In the records below, locate the line containing "Each instance receives exactly one keypoint. Mark the green moss", then output that line and all later lines exactly, through the last one.

(Stored items)
++++++++

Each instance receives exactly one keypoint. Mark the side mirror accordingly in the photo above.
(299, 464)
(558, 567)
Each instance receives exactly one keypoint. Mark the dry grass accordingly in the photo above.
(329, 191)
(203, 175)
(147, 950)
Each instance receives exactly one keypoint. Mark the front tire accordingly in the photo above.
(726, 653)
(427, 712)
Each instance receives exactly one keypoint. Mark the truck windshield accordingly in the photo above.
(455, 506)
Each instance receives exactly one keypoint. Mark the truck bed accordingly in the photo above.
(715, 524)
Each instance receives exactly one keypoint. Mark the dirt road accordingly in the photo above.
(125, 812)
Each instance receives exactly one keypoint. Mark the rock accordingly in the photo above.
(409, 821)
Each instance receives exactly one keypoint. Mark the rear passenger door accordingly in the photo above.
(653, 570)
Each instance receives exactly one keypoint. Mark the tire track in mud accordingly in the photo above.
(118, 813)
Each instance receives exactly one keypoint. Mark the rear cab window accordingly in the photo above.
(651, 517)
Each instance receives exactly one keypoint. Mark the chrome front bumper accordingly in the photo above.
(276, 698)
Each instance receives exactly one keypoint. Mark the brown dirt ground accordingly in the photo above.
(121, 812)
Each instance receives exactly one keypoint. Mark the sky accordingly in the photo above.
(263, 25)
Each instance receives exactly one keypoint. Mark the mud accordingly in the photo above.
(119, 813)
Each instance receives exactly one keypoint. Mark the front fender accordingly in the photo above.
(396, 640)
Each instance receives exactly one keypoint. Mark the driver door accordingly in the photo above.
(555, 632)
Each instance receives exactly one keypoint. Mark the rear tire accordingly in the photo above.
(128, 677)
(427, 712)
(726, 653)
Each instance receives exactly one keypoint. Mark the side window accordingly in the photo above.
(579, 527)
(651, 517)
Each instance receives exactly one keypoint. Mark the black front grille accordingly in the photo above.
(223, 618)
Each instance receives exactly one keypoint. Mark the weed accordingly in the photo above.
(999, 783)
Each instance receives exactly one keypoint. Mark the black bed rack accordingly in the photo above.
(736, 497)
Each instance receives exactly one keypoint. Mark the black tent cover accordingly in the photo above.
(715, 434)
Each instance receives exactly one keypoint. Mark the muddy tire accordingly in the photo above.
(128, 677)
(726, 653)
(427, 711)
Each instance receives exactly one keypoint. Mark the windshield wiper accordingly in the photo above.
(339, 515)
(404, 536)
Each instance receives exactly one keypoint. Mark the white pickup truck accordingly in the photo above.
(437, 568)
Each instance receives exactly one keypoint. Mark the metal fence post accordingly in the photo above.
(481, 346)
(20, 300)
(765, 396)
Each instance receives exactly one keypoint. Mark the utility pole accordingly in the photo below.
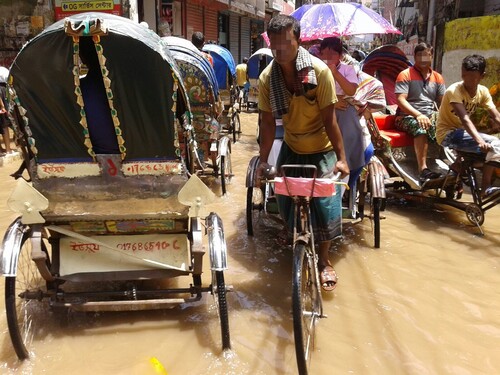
(430, 20)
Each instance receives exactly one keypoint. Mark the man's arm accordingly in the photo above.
(403, 103)
(459, 110)
(495, 116)
(333, 131)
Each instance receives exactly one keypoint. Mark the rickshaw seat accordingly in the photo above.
(386, 126)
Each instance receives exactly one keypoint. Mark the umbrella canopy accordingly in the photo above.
(341, 19)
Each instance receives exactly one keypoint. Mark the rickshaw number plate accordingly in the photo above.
(123, 253)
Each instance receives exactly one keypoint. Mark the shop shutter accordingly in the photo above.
(245, 49)
(234, 36)
(194, 19)
(211, 29)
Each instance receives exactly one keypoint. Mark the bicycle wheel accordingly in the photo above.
(226, 171)
(219, 292)
(376, 204)
(21, 319)
(306, 304)
(236, 126)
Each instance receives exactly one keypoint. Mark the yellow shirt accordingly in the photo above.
(303, 124)
(456, 93)
(241, 74)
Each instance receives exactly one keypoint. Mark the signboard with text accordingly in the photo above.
(66, 8)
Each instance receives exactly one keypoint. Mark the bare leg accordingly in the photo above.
(324, 259)
(421, 146)
(6, 139)
(486, 181)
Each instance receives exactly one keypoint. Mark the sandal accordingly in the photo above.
(328, 278)
(283, 239)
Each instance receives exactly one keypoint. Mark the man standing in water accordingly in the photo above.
(299, 88)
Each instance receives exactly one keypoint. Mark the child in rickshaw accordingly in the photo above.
(455, 128)
(299, 88)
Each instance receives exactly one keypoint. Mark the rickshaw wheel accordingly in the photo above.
(376, 204)
(236, 126)
(305, 305)
(219, 292)
(226, 169)
(21, 319)
(475, 214)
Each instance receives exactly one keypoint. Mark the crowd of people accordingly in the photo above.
(314, 94)
(321, 98)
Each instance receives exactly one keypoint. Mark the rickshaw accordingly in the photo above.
(395, 150)
(225, 72)
(104, 231)
(255, 65)
(201, 84)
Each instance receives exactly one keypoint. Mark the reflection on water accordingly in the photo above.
(426, 302)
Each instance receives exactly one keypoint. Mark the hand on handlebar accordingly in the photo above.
(342, 168)
(264, 171)
(423, 121)
(485, 147)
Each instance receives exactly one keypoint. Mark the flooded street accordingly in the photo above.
(426, 302)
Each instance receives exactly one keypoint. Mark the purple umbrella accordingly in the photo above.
(299, 12)
(321, 21)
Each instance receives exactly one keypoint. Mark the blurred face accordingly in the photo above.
(423, 60)
(471, 79)
(284, 46)
(330, 57)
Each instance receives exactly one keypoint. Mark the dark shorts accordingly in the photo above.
(409, 124)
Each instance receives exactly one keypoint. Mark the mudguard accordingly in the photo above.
(216, 243)
(251, 171)
(378, 174)
(224, 146)
(11, 246)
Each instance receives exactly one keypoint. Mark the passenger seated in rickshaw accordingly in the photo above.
(96, 105)
(419, 91)
(455, 128)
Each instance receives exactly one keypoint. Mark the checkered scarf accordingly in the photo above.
(305, 80)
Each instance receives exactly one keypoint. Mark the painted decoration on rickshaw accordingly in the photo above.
(119, 253)
(50, 115)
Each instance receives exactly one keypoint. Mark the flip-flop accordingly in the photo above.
(328, 278)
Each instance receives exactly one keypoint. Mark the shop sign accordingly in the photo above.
(66, 8)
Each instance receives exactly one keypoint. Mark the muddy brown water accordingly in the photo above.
(426, 302)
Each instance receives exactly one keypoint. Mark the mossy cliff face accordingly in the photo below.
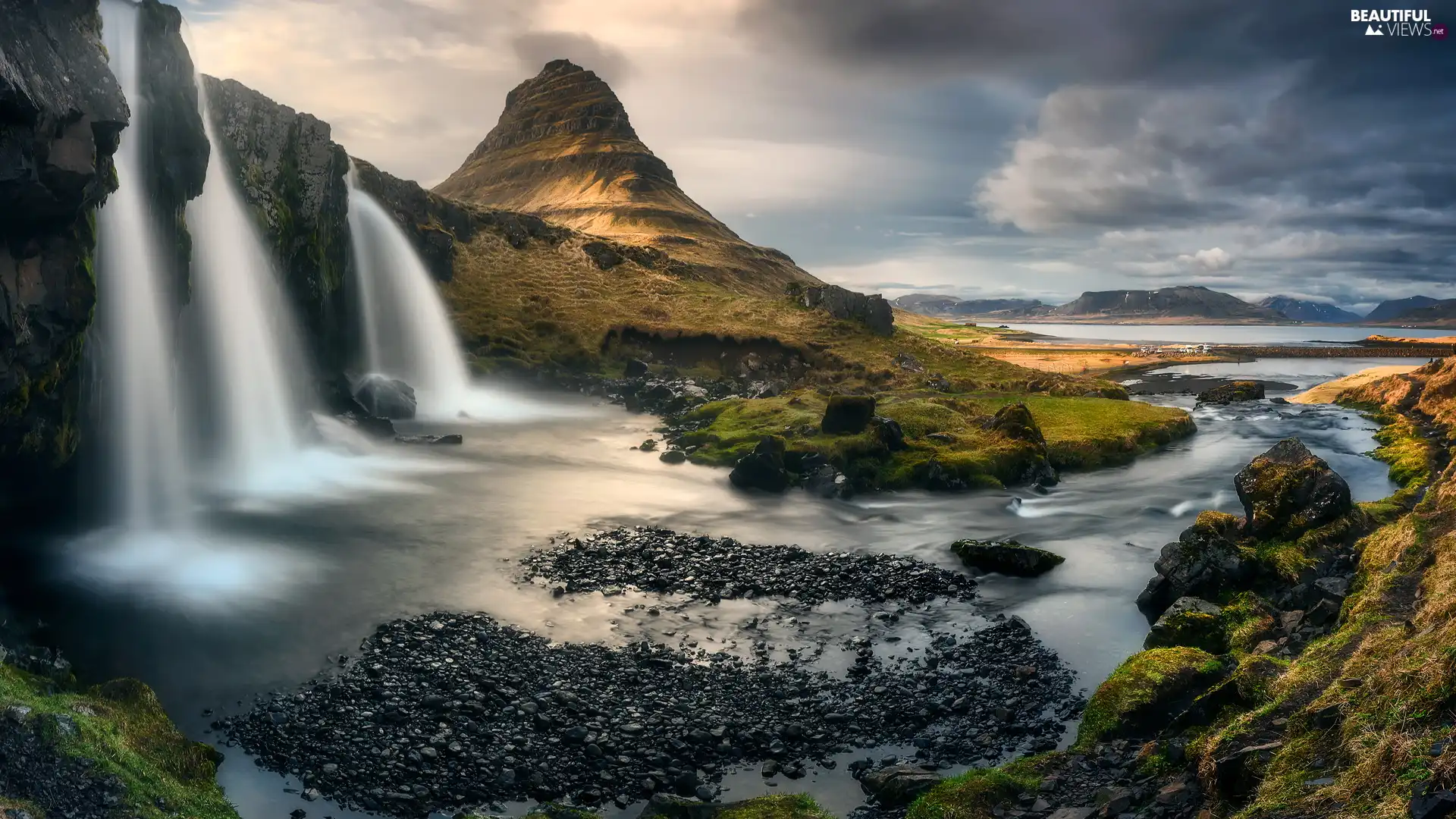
(293, 177)
(63, 117)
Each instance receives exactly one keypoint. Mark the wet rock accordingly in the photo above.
(762, 468)
(507, 697)
(873, 311)
(431, 441)
(660, 560)
(388, 398)
(1288, 491)
(848, 414)
(1430, 802)
(1204, 561)
(889, 433)
(1017, 423)
(1234, 392)
(899, 784)
(1006, 557)
(1190, 621)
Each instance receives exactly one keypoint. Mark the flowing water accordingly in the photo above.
(332, 573)
(137, 327)
(408, 334)
(249, 330)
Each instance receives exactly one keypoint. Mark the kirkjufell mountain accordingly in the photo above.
(564, 149)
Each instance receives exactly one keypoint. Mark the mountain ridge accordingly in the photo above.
(565, 149)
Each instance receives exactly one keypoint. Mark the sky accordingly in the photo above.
(970, 148)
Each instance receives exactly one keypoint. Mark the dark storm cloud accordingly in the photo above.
(1274, 133)
(539, 47)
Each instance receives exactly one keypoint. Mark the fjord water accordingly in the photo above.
(137, 328)
(455, 544)
(249, 328)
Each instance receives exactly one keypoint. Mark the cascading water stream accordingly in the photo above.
(406, 330)
(249, 327)
(137, 324)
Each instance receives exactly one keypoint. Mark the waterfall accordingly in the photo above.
(137, 324)
(406, 330)
(248, 324)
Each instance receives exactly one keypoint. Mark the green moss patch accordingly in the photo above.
(123, 730)
(1147, 689)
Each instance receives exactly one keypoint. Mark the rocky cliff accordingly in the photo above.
(293, 177)
(171, 129)
(61, 114)
(564, 149)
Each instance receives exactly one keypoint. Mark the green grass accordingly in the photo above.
(786, 806)
(1079, 431)
(1142, 682)
(973, 793)
(124, 730)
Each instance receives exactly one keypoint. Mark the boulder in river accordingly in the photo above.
(899, 784)
(431, 441)
(1006, 557)
(1288, 491)
(762, 468)
(848, 414)
(1190, 621)
(386, 397)
(1204, 561)
(1232, 392)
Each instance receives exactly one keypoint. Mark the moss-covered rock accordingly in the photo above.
(1289, 490)
(1234, 392)
(123, 742)
(848, 414)
(1190, 621)
(1006, 557)
(1147, 691)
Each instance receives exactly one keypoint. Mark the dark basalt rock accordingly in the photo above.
(1204, 561)
(386, 398)
(1190, 621)
(468, 711)
(762, 468)
(1288, 491)
(848, 414)
(431, 441)
(63, 114)
(672, 563)
(171, 130)
(1234, 392)
(1017, 423)
(291, 175)
(1006, 557)
(899, 784)
(870, 311)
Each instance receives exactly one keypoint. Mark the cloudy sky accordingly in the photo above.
(974, 148)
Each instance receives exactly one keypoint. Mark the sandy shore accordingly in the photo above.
(1327, 392)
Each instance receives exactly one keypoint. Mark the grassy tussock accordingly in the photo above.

++++++++

• [Task output]
Each instance receives exactly one keypoint. Mark the green moss patch accordingly in the photo above.
(123, 730)
(1147, 689)
Each instance receives exactly one keypoint. Mark the rocky cliff accordingly in the photo above.
(293, 177)
(171, 129)
(61, 114)
(564, 149)
Each instance receives exactly one keypoint. Mark the green grass accordingly in the photo above.
(786, 806)
(1079, 431)
(1142, 682)
(973, 793)
(124, 730)
Each instance receives exactly one keypoint. Mark the boulder in river accordingly in the photo above.
(899, 784)
(431, 441)
(1006, 557)
(1288, 491)
(762, 468)
(848, 414)
(1190, 621)
(386, 397)
(1204, 561)
(1232, 392)
Each instance receives exactly one keypoint. Mark the moss-covered rock accordingly in the photo above.
(1289, 490)
(1234, 392)
(123, 742)
(848, 414)
(1190, 621)
(1006, 557)
(1147, 691)
Each instance receives exactly one keypoint. Mark the dark basalt rock accordingly in the photo above.
(1204, 561)
(386, 398)
(1190, 621)
(468, 711)
(762, 468)
(1288, 491)
(848, 414)
(431, 441)
(63, 114)
(672, 563)
(171, 130)
(1234, 392)
(1017, 423)
(291, 175)
(1006, 557)
(899, 784)
(870, 311)
Each instance receives exactly one keypoint. Mark the cloudy sky accordingly in the photo above.
(974, 148)
Each instance receives exactly one keypoint. Mark the sandy shore accordingly in the photo above.
(1327, 392)
Each instance receives exactly one keypoint. Mark the grassy tussock accordingly in the photo above.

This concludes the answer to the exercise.